Rewrite the lines between the one holding "Excuse me, could you locate the white baseboard" and the one holding "[441,123,477,322]", inclusive, with "ceiling fan light fixture" replaced by "ceiling light" and nothing else altered. Give only those lines.
::::
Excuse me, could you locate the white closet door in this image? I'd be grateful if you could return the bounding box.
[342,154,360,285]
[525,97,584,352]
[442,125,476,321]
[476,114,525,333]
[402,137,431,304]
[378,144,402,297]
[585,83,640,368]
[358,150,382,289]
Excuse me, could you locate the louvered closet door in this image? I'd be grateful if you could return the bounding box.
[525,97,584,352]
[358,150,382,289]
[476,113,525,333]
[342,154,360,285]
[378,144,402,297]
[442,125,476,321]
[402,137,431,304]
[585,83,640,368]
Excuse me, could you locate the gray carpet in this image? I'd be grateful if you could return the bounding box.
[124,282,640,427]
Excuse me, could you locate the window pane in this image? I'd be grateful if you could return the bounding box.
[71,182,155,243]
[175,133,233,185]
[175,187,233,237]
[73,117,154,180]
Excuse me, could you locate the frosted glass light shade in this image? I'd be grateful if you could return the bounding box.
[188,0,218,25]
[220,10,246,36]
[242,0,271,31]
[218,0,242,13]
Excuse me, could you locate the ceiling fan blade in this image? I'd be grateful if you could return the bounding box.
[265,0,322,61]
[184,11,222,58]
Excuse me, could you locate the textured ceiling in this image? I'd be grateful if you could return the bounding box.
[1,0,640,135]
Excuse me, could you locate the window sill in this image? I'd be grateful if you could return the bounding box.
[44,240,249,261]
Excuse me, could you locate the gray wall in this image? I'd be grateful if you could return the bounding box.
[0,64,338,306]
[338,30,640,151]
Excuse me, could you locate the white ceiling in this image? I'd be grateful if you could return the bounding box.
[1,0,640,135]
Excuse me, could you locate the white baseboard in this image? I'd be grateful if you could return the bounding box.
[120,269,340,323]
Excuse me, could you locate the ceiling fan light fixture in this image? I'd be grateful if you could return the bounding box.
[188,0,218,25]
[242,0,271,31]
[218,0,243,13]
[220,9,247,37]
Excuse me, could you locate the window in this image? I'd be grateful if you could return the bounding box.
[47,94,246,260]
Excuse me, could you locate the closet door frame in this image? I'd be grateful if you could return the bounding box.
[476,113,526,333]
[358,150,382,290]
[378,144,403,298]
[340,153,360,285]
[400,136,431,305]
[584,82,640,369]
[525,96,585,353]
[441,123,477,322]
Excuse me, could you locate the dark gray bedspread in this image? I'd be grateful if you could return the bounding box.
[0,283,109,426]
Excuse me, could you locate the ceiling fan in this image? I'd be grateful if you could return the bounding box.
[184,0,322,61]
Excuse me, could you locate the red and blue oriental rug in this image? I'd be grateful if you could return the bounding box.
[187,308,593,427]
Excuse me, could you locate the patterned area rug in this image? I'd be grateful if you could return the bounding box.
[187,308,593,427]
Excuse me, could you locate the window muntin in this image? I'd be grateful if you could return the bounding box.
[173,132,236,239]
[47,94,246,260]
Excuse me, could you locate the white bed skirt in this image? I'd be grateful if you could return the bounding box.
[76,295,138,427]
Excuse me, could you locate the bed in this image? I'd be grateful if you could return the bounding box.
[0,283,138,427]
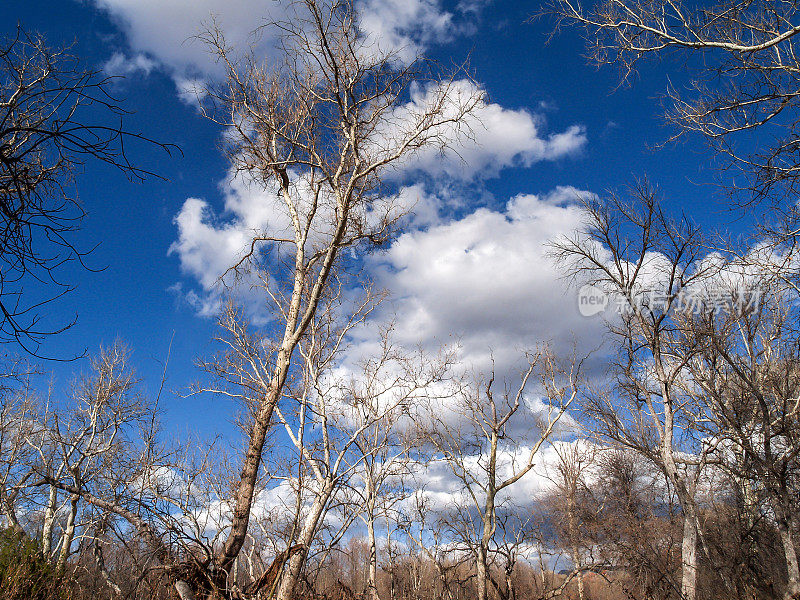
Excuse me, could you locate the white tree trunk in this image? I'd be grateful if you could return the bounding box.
[42,485,58,560]
[367,509,380,600]
[681,511,697,600]
[275,489,332,600]
[56,494,80,571]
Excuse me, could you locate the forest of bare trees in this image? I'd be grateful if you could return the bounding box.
[0,0,800,600]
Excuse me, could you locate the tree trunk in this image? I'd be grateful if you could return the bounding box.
[475,540,489,600]
[56,494,80,571]
[681,511,697,600]
[776,507,800,600]
[367,509,379,600]
[42,485,58,560]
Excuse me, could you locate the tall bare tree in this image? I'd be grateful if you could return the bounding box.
[421,348,580,600]
[547,0,800,210]
[554,184,715,600]
[0,27,172,354]
[192,0,481,592]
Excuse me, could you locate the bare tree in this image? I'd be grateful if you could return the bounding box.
[547,0,800,202]
[685,252,800,598]
[554,184,716,600]
[184,0,482,592]
[420,348,580,600]
[0,27,172,354]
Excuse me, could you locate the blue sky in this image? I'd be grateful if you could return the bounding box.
[0,0,743,436]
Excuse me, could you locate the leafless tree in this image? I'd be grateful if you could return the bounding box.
[189,0,482,592]
[684,252,800,598]
[547,0,800,202]
[554,184,716,600]
[421,348,580,600]
[0,27,173,354]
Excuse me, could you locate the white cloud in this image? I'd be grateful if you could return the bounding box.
[376,80,587,180]
[365,187,604,375]
[103,52,156,77]
[359,0,454,63]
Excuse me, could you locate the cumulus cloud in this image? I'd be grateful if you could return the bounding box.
[103,52,156,77]
[365,187,604,375]
[376,80,587,180]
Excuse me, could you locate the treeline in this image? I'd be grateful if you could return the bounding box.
[0,0,800,600]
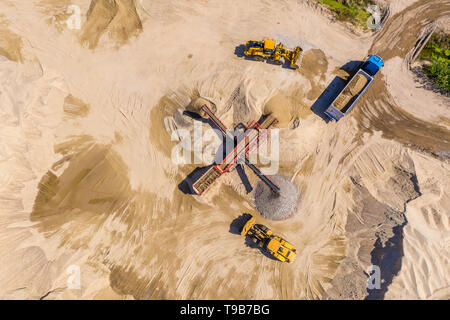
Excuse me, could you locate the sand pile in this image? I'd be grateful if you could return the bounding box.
[264,94,294,128]
[81,0,142,49]
[255,176,300,220]
[0,29,23,62]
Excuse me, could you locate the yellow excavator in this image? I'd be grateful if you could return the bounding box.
[244,39,303,69]
[241,215,297,263]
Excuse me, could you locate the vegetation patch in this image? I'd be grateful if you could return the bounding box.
[317,0,374,30]
[419,31,450,93]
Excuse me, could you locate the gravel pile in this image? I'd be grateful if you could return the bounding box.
[255,176,300,220]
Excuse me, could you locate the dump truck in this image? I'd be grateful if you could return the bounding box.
[241,214,297,263]
[244,39,303,69]
[325,55,384,121]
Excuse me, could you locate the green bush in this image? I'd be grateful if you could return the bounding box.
[318,0,371,29]
[419,31,450,92]
[424,58,450,92]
::::
* Final result
Excuse me, could you locate the white baseboard in this image? I'd be grateful if you could return the bounding box.
[120,269,340,323]
Excuse me, could you locate the ceiling light in this image? I'd be grateful if you could return the bounding box.
[188,0,218,25]
[242,0,271,31]
[218,0,243,13]
[220,9,247,37]
Excuse me, could you locate the window in this image? I'd be grateful if you could return the bounding box.
[47,94,246,260]
Excuse me, could you locate the closet door frame in this image? I'd be grateful if you could return the bounding box.
[476,113,526,333]
[358,150,382,290]
[378,144,403,298]
[340,153,360,285]
[400,136,431,305]
[584,82,640,369]
[525,96,585,353]
[441,123,477,322]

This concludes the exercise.